Short task —
Return each line of the records below that contains the string "bench", copied in full. Case counts when matching.

Information given —
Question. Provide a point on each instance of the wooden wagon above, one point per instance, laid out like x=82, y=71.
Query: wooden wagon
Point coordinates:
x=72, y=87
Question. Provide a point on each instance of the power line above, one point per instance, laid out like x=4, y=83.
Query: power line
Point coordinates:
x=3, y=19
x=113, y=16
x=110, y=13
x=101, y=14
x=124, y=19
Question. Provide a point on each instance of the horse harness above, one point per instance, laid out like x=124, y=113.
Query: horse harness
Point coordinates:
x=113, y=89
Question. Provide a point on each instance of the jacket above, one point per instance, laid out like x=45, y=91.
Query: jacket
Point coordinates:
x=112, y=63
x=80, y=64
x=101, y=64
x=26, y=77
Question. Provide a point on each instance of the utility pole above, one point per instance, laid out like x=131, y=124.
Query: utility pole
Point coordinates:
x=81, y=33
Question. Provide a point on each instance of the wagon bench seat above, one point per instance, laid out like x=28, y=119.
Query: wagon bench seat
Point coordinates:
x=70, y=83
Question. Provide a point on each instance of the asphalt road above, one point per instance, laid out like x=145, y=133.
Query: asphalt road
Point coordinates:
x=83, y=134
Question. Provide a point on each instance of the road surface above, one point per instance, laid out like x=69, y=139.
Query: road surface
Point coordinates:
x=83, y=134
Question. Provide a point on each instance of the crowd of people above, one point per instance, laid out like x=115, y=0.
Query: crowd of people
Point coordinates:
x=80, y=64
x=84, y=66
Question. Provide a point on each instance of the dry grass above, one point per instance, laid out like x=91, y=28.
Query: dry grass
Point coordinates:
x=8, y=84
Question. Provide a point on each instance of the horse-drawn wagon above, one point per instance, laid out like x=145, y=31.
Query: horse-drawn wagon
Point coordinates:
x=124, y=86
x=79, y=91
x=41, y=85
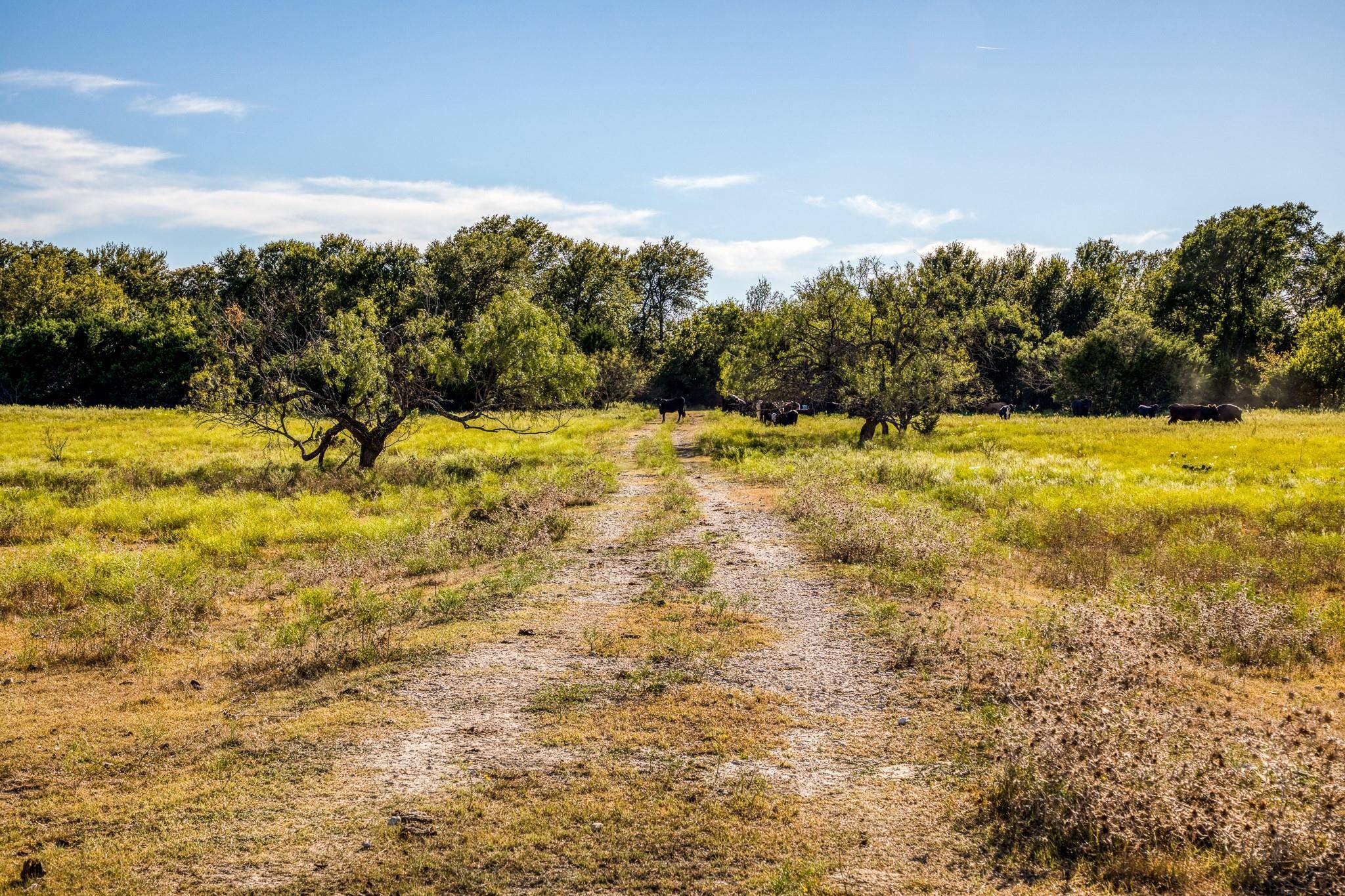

Result —
Question. Provide a point on each instance of the wagon bench seat above, one point per instance, laid out like x=28, y=119.
Query: wagon bench seat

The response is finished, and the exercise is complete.